> _EXCERPTED TEXT_:
***
He first discovered bitcoin when it was $5 and had the sense to buy in when it was under $40, which felt expensive at the time. He’s mined Litecoin, Ethereum and Dash when it was still Darkcoin, and is a 2x BAFTA winning music producer in his native Scotland.
You can read more in the ‘Meet The Team’ series about our CTO Clement in this interview.
When did you start in crypto?
Sometime around mid /late 2011. The first crypto related email I ever sent is dated February 2012 but I knew of it before, much before in fact and still kick myself for not mining Bitcoins in the early days. Everyone has a ‘coulda, shoulda, woulda’ crypto story however. It’s part of the culture.
Why were you attracted to crypto?
I’ve always had an issue with banking systems and their hegemony over most facets of human life. Growing up I felt a certain disdain to their practices despite never really having a reason to do so. It wasn’t until later in life I started to realise why I had this intuitive dislike for monolithic systems.
I liken the experience of visiting a bank to that of a dentist, you just want to get it done and leave.
When I first met Bitcoin and thus crypto, it was very much the allure of interacting with this nascent system maintained by a small band of cypherpunks, cryptographers and libertarians that excited me. Bitcoins came and went, some were spent, others lost to the digital abyss, S̵i̵l̵k̵ ̵R̵o̵a̵d̵, a failed Butterfly Labs order ( yeah, scammed) or formatted hard drives.
Their dollar value was merely an arbitrary number at the time but buying some tangible product with this crazy new tech always felt exciting.
Tell us some stories about your crypto experience? Did you mine? When did you start?
I’ve mined on a number of occasions although never on an industrial scale. My first ever setup was a so called ‘poverty build’ where I found cheap second hand parts (and one Radeon 7990 I bought with what seems like a scary amount of BTC now) which were put together with the idea of getting the cheapest most powerful miner with the quickest ROI.
I was mostly involved for the fun of building a budget yet capable little rig, as opposed to the profit or financial gain.
I started in mid 2012 with a good friend mainly solomining Litecoin along with some generic shitcoins at the time (Terracoin! Anyone remember that? ). I had a bunch of Anoncoin and also Darkcoin (now known as Dash) which was fun to crack blocks on too.
I was involved in large OTC transactions during 2012 and 2013. Mostly meeting Russians, Chinese and sometimes locals in Edinburgh bars or restaurants. Although, in most cases, the money or BTC was never my own. I was mediating transactions between parties who knew very little (or nothing) about the underlying tech involved.
What’s your history in technology? Were you a gamer or hacker growing up?
My first interactions with computing were in primary school at the age of 7 or 8. I remember using old BBC computers to play very simple games and learn about basic programming. Although, I was never competent enough in the mathematical side of things to ever flourish as a coder. I became far more interested in hardware as a youngster and have built, maintained and repaired many computers systems over the years from basic desktops to enterprise grade servers.
***
> _Object location annotation data_:
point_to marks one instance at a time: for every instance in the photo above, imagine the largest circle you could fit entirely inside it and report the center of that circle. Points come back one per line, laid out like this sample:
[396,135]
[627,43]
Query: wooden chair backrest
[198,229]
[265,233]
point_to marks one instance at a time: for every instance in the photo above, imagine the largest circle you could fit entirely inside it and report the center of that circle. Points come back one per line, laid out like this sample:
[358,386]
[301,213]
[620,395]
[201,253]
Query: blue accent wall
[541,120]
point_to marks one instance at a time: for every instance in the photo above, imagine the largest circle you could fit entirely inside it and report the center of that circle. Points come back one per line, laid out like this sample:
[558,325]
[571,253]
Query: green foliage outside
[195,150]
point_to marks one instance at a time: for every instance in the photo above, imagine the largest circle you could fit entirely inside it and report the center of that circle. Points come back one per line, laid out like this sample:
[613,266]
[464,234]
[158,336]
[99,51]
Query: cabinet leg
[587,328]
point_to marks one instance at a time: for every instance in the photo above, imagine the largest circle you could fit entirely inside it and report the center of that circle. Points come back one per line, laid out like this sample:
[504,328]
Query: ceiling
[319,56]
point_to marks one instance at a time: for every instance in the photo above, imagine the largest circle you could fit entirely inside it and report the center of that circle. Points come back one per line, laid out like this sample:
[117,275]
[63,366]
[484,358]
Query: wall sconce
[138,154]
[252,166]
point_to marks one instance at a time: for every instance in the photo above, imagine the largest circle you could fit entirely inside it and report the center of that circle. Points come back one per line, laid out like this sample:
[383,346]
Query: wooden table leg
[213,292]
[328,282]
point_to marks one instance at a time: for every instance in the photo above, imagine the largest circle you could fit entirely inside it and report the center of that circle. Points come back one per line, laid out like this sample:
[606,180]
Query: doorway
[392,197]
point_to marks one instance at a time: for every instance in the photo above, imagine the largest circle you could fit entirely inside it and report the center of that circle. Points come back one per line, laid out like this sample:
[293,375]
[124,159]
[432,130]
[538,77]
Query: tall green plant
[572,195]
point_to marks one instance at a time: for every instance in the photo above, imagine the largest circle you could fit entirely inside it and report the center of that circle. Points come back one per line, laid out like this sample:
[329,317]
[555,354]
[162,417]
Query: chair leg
***
> _GIVEN INSTRUCTION_: Continue the interview about a team member's experience with cryptocurrency, beginning directly after its final sentence.

> _ANSWER TO THIS PROBLEM_:
I’ve been an avid gamer all my life from playing early ZX Spectrum games on tape, till today, where I still try and play a few of my favourite RTS games when possible. Best ever gaming experiences come down to Zelda(SNES/N64), Goldeneye(N64), Command and Conquer Red Alert(PC), DayZ(PC) and Supreme Commander(PC). Even in old age I don’t think I’ll ever put away the gaming.
Where do you think crypto ecosystem will be in 3 years?
This is a tough one to answer but I think the next year or two will be pretty tame in the cryptosphere. We have a lot of building to do before anything meaningful can happen in terms of mass adoption. Daily crypto user numbers are still tiny despite the huge BTC pump of December 2017. Since then, we’ve seen a very similar retrace to the 2013 $1000 ATH and more importantly, user numbers have decreased with it.
Until we have working products, more trust, and less saturation in the markets, I think crypto will remain volatile. There is the elephant in the room of a very obvious ICO bubble which needs to burst. The vast majority of ICOs are needless and only serve to dilute the quality of those that are necessary (like Kleros for example).
What’s the biggest challenge for crypto to become mainstream?
The crypto space hit its biggest milestone during the 2017/18 ‘Great Bitcoin Pump’. Although this was mostly the cumulation of many speculative price rises joined by a furious bandwagon of first time buyers, it did have the desired effect of cementing the name ‘Bitcoin’ globally.
Now everyone and their mother knows what Bitcoin is and that can only be a good thing. In some respects, you can argue it has become mainstream and took less than a decade to do so. We may sometimes overlook the amount of time it took the Teslas, Amazons and Netflix’s to really bring viable products to market. However, actual real world cryptocurrency usage is still minuscule in regards to the potential market size.
I don’t think we’ll see true adoption by the masses until the whole ecosystem is completely simplified to allow entry by even the most simple tech user. Since its inception, the internet has become more and more a ‘walled garden’ where the majority of users visit a tiny number of sites daily. YouTube, Facebook , Google et al with little else in the way of cyber adventures outside this sandbox.
In my opinion, crypto can’t become truly mainstream until I can teach my Mum how to actually use it. At the moment, the thought of explaining the idea of private and public keys (let alone why ones wallet address is a random selection of hexadecimal characters) to her seems like a long way off. The same reasons crypto is so fundamentally powerful (holding your private keys, for example) is the same reason explaining it to the masses is a challenge.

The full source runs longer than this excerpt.